__AIM OF THE TASK__: Revise the records from their start through the line containing "<point>420,252</point>", changing "overpass" to "flyover" and leaving everything else as it is. Give back only those lines.

#### DATASET EXCERPTS

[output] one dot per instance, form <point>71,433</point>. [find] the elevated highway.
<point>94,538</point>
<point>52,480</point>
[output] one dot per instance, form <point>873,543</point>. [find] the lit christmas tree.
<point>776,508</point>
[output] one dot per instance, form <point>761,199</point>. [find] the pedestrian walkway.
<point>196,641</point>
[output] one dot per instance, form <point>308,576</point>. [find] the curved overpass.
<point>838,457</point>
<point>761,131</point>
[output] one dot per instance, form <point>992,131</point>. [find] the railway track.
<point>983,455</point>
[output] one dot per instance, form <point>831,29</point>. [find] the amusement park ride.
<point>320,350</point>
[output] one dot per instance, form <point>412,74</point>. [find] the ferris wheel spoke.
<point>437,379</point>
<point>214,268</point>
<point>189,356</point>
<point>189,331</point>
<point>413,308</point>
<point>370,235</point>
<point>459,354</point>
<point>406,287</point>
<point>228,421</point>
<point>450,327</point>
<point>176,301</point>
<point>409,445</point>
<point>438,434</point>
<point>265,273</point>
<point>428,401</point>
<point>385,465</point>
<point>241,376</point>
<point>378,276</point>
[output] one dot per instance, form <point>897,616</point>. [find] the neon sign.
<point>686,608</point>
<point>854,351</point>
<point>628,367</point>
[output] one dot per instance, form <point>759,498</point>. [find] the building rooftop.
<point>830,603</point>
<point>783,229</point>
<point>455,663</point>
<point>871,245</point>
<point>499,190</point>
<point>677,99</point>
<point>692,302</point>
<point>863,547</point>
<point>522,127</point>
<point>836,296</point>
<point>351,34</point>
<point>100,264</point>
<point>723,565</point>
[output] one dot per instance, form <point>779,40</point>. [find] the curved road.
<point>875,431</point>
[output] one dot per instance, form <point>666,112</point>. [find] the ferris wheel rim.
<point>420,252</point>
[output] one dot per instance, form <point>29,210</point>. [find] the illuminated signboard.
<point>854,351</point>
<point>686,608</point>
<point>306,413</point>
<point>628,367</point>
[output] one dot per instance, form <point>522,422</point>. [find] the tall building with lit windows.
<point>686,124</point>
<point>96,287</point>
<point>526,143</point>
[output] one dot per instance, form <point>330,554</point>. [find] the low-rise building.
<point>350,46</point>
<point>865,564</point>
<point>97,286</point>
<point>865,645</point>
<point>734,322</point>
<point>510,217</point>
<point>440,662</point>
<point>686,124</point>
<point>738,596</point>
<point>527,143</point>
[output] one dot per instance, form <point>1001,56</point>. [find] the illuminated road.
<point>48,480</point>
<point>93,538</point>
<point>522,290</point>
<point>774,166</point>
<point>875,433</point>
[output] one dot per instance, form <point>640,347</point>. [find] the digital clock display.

########

__OUTPUT__:
[output] one dot per instance, form <point>71,433</point>. [find] the elevated highway.
<point>94,538</point>
<point>52,480</point>
[output] one dot per instance, form <point>873,543</point>. [find] the lit christmas tree.
<point>776,508</point>
[output] one dot per instance, form <point>761,199</point>. [find] the pedestrian walkway.
<point>196,641</point>
[output] one dot per instance, form <point>308,576</point>. [find] the curved flyover.
<point>838,457</point>
<point>761,131</point>
[output] one dot per instance, form <point>992,131</point>. [find] the railway track.
<point>983,455</point>
[output] one dot per instance, form <point>831,29</point>. [find] the amusement park ride.
<point>320,350</point>
[output] one dot per instance, form <point>412,74</point>. [find] the ferris wheel spoke.
<point>437,379</point>
<point>214,268</point>
<point>189,356</point>
<point>189,331</point>
<point>413,308</point>
<point>370,235</point>
<point>459,354</point>
<point>406,287</point>
<point>228,421</point>
<point>450,327</point>
<point>176,301</point>
<point>409,445</point>
<point>438,434</point>
<point>265,273</point>
<point>428,401</point>
<point>385,465</point>
<point>241,376</point>
<point>378,276</point>
[output] one dot per instance, form <point>897,616</point>. [find] the neon sign.
<point>686,608</point>
<point>854,351</point>
<point>628,367</point>
[output] one dot per instance, form <point>759,498</point>. [find] the building rooftop.
<point>830,603</point>
<point>783,229</point>
<point>455,663</point>
<point>871,245</point>
<point>499,190</point>
<point>677,99</point>
<point>692,302</point>
<point>863,547</point>
<point>522,127</point>
<point>836,296</point>
<point>351,34</point>
<point>100,264</point>
<point>723,565</point>
[output] one dot per instance, form <point>779,40</point>. [find] the curved road.
<point>875,431</point>
[output] one dot per instance, form <point>666,112</point>. [find] the ferris wheel rim.
<point>420,252</point>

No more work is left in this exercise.